(What to work on): Lay out the listing lines from the one holding "Every instance of the bucket" through the one holding "<point>460,513</point>", both included, as a Markdown table with the columns Row and Listing line. Leave out any blank lines.

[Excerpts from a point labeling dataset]
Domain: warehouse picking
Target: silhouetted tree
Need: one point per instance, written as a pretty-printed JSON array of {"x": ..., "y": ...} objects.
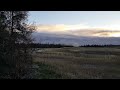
[{"x": 14, "y": 30}]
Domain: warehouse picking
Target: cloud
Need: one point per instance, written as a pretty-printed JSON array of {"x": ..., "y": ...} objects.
[{"x": 81, "y": 30}]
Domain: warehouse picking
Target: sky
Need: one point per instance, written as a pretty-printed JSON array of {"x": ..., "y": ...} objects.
[{"x": 80, "y": 23}]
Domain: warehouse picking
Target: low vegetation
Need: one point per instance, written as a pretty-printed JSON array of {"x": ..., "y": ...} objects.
[{"x": 77, "y": 63}]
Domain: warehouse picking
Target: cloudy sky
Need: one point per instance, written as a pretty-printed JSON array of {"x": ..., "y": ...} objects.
[{"x": 80, "y": 23}]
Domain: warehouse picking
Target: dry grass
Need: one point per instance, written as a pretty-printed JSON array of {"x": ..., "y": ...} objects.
[{"x": 81, "y": 63}]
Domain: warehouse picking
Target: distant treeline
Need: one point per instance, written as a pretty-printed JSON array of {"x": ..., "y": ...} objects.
[
  {"x": 38, "y": 45},
  {"x": 100, "y": 46}
]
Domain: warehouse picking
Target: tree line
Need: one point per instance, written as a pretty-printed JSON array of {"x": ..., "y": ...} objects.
[{"x": 14, "y": 28}]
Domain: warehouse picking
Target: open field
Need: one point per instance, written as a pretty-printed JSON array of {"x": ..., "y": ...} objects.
[{"x": 77, "y": 63}]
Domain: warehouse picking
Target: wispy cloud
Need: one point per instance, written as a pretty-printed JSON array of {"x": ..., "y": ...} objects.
[{"x": 81, "y": 30}]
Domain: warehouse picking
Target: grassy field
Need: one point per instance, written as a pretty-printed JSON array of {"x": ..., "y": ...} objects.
[{"x": 76, "y": 63}]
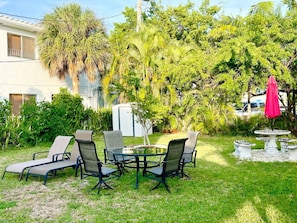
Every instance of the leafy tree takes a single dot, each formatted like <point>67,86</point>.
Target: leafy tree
<point>73,42</point>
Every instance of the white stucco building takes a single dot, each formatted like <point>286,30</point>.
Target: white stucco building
<point>21,73</point>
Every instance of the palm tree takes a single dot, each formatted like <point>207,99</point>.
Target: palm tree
<point>73,42</point>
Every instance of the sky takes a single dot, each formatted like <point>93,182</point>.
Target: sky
<point>110,10</point>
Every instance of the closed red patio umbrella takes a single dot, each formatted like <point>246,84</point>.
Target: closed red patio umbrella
<point>272,108</point>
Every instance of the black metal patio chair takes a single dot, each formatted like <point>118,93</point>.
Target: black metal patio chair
<point>170,166</point>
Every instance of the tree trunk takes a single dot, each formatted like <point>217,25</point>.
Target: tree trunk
<point>75,84</point>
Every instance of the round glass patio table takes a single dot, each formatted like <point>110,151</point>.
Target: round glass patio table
<point>141,151</point>
<point>270,145</point>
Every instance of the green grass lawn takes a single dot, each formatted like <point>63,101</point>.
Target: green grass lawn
<point>221,189</point>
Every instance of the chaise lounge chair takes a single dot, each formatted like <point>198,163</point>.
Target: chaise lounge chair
<point>73,161</point>
<point>58,148</point>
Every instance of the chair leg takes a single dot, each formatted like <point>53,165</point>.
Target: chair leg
<point>163,181</point>
<point>3,175</point>
<point>155,187</point>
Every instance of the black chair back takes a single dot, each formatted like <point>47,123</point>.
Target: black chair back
<point>173,157</point>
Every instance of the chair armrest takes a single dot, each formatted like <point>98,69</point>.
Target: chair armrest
<point>194,155</point>
<point>64,156</point>
<point>34,154</point>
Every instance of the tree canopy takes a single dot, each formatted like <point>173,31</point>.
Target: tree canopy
<point>73,42</point>
<point>199,62</point>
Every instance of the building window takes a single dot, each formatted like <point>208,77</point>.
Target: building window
<point>17,100</point>
<point>21,46</point>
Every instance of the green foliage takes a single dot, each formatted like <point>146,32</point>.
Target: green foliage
<point>98,121</point>
<point>76,46</point>
<point>198,61</point>
<point>9,126</point>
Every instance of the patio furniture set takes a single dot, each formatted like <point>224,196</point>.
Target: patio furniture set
<point>288,151</point>
<point>83,156</point>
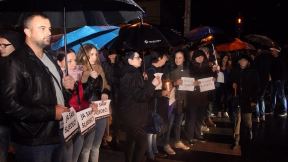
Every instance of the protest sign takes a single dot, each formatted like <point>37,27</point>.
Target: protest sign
<point>86,120</point>
<point>187,84</point>
<point>70,124</point>
<point>103,109</point>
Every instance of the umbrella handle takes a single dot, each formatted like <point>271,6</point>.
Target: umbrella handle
<point>86,56</point>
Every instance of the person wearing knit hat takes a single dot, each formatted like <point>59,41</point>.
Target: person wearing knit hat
<point>9,41</point>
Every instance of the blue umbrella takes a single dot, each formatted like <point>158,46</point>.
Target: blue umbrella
<point>99,36</point>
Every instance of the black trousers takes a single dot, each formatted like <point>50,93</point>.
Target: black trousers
<point>195,118</point>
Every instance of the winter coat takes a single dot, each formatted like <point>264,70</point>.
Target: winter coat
<point>135,94</point>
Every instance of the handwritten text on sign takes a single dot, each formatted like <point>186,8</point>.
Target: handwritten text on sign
<point>70,123</point>
<point>103,109</point>
<point>85,119</point>
<point>206,84</point>
<point>187,84</point>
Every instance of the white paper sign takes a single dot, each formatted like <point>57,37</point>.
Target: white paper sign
<point>206,84</point>
<point>159,87</point>
<point>187,84</point>
<point>172,98</point>
<point>86,120</point>
<point>70,126</point>
<point>220,77</point>
<point>103,109</point>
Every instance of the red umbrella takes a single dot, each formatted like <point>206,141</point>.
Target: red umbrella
<point>236,45</point>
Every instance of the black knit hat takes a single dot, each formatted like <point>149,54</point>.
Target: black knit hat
<point>198,53</point>
<point>13,37</point>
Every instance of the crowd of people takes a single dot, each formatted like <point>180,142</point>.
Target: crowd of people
<point>147,101</point>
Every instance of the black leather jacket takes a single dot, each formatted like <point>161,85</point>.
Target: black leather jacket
<point>28,96</point>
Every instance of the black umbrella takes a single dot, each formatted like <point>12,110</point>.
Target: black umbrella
<point>139,36</point>
<point>74,13</point>
<point>78,13</point>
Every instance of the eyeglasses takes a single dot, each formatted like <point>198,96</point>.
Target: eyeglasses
<point>3,45</point>
<point>137,58</point>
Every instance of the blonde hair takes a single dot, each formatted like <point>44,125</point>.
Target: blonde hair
<point>83,57</point>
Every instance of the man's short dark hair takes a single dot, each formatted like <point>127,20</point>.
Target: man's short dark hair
<point>30,16</point>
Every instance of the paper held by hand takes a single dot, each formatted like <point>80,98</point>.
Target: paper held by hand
<point>187,84</point>
<point>206,84</point>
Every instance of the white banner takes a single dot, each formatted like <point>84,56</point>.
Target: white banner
<point>187,84</point>
<point>103,109</point>
<point>159,87</point>
<point>206,84</point>
<point>86,120</point>
<point>70,126</point>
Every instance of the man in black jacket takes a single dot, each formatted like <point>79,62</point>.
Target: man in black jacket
<point>31,94</point>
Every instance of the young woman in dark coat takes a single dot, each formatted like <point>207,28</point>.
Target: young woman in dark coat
<point>197,101</point>
<point>135,93</point>
<point>245,82</point>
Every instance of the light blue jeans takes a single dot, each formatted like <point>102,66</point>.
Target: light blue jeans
<point>99,133</point>
<point>4,142</point>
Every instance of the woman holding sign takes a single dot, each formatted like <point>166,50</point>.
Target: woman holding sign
<point>97,89</point>
<point>79,101</point>
<point>176,115</point>
<point>198,99</point>
<point>135,94</point>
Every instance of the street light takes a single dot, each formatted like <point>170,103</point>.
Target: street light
<point>239,22</point>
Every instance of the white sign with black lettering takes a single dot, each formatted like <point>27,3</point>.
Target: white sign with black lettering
<point>70,126</point>
<point>86,120</point>
<point>103,109</point>
<point>206,84</point>
<point>187,84</point>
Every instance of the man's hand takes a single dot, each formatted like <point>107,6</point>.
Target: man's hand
<point>68,82</point>
<point>59,110</point>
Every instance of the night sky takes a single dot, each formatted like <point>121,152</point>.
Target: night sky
<point>265,17</point>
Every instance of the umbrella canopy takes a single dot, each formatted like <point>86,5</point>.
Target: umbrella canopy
<point>139,36</point>
<point>71,5</point>
<point>201,32</point>
<point>78,13</point>
<point>261,41</point>
<point>236,45</point>
<point>99,36</point>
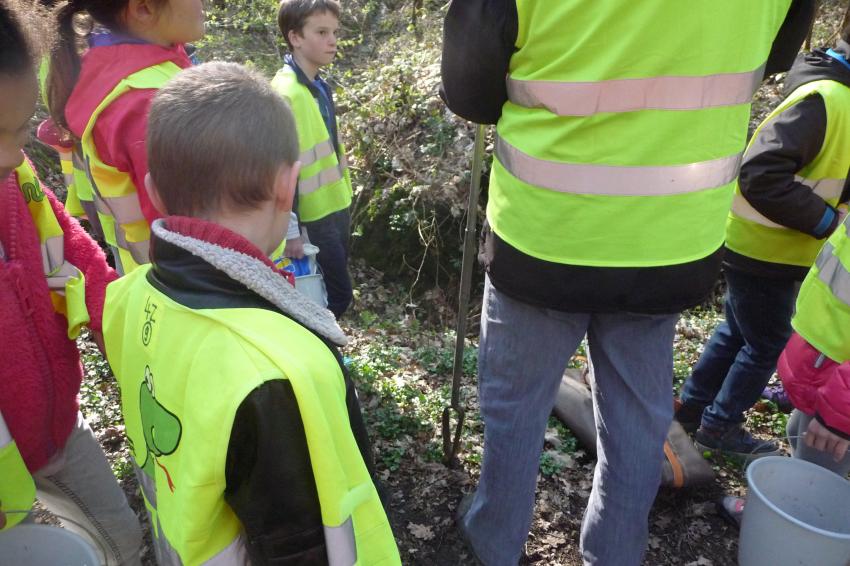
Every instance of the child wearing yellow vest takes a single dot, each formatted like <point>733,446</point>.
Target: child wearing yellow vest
<point>52,282</point>
<point>101,97</point>
<point>246,432</point>
<point>323,198</point>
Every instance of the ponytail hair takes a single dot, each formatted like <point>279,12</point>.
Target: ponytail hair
<point>26,33</point>
<point>75,20</point>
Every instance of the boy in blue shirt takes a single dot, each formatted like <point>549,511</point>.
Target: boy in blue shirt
<point>323,197</point>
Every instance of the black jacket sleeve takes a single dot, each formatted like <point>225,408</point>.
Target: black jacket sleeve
<point>479,37</point>
<point>786,144</point>
<point>270,484</point>
<point>790,37</point>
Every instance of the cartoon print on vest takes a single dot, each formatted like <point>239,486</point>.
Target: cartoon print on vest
<point>161,428</point>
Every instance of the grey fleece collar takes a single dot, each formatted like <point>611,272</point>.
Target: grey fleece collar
<point>258,277</point>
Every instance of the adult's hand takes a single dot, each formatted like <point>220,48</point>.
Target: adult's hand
<point>821,438</point>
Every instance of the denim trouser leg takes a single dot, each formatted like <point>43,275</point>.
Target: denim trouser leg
<point>717,357</point>
<point>331,236</point>
<point>632,362</point>
<point>761,309</point>
<point>524,351</point>
<point>798,424</point>
<point>77,483</point>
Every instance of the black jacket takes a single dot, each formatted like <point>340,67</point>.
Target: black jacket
<point>478,42</point>
<point>270,484</point>
<point>786,144</point>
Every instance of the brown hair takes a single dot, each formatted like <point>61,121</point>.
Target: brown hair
<point>294,13</point>
<point>217,136</point>
<point>75,21</point>
<point>26,34</point>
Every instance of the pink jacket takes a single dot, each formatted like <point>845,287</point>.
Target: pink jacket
<point>121,129</point>
<point>820,391</point>
<point>40,370</point>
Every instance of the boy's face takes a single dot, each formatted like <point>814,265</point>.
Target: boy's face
<point>18,94</point>
<point>316,43</point>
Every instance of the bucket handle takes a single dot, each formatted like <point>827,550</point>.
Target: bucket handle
<point>749,461</point>
<point>95,539</point>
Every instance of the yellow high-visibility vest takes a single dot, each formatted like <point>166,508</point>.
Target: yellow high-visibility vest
<point>621,140</point>
<point>749,233</point>
<point>179,426</point>
<point>324,183</point>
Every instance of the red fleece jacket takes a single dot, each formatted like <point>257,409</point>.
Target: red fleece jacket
<point>822,391</point>
<point>40,370</point>
<point>121,129</point>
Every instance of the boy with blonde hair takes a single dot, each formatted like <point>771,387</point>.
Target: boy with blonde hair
<point>249,443</point>
<point>310,28</point>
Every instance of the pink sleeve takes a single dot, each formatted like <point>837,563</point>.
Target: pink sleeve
<point>84,254</point>
<point>833,399</point>
<point>119,136</point>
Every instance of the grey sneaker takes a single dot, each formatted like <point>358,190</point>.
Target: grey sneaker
<point>735,441</point>
<point>460,513</point>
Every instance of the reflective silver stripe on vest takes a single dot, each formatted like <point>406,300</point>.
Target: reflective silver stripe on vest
<point>827,189</point>
<point>617,180</point>
<point>140,251</point>
<point>324,177</point>
<point>341,544</point>
<point>832,272</point>
<point>125,209</point>
<point>628,95</point>
<point>56,269</point>
<point>315,153</point>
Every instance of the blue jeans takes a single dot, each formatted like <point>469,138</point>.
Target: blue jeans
<point>331,235</point>
<point>524,351</point>
<point>742,353</point>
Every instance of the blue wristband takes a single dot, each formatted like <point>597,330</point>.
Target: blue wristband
<point>825,222</point>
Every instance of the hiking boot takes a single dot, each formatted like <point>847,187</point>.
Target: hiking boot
<point>731,508</point>
<point>735,441</point>
<point>778,395</point>
<point>688,415</point>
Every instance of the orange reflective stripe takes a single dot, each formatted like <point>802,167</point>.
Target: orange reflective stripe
<point>628,95</point>
<point>315,153</point>
<point>324,177</point>
<point>580,178</point>
<point>675,465</point>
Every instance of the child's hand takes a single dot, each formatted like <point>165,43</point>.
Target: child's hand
<point>821,438</point>
<point>294,248</point>
<point>98,340</point>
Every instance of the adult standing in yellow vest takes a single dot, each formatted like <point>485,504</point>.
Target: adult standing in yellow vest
<point>322,203</point>
<point>793,177</point>
<point>102,98</point>
<point>620,128</point>
<point>249,444</point>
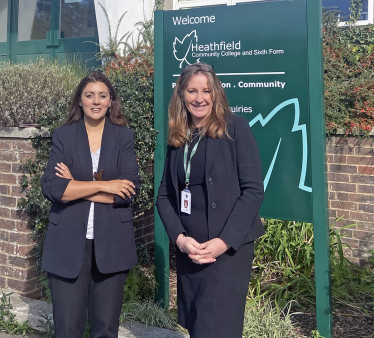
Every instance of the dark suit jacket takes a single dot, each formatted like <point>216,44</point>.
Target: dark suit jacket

(Exercise solution):
| Row | Listing line |
|---|---|
| 1 | Every instance of the bucket handle takes a single dot, each formatted like <point>827,550</point>. |
| 2 | Target: bucket handle |
| 3 | <point>749,461</point> |
| 4 | <point>95,539</point> |
| 5 | Every instance of the yellow high-visibility vest takes a single dot, each formatted like <point>166,508</point>. |
| 6 | Target: yellow high-visibility vest |
| 7 | <point>621,140</point> |
| 8 | <point>749,233</point> |
| 9 | <point>179,426</point> |
| 10 | <point>324,183</point> |
| 11 | Every instance of the red fleece jacket takes a single dot, each formatted like <point>257,409</point>. |
| 12 | Target: red fleece jacket |
| 13 | <point>822,391</point> |
| 14 | <point>40,370</point> |
| 15 | <point>121,129</point> |
| 16 | Every instance of the boy with blonde hair takes a single dot, each formatted like <point>771,387</point>. |
| 17 | Target: boy with blonde hair |
| 18 | <point>249,443</point> |
| 19 | <point>310,28</point> |
| 20 | Every instance of the pink sleeve takes a single dot, each formatted like <point>837,563</point>. |
| 21 | Target: pink sleeve |
| 22 | <point>84,254</point> |
| 23 | <point>833,399</point> |
| 24 | <point>119,136</point> |
| 25 | Every instance of the grey sneaker takes a single dot, each formatted like <point>358,190</point>. |
| 26 | Target: grey sneaker |
| 27 | <point>735,441</point> |
| 28 | <point>460,513</point> |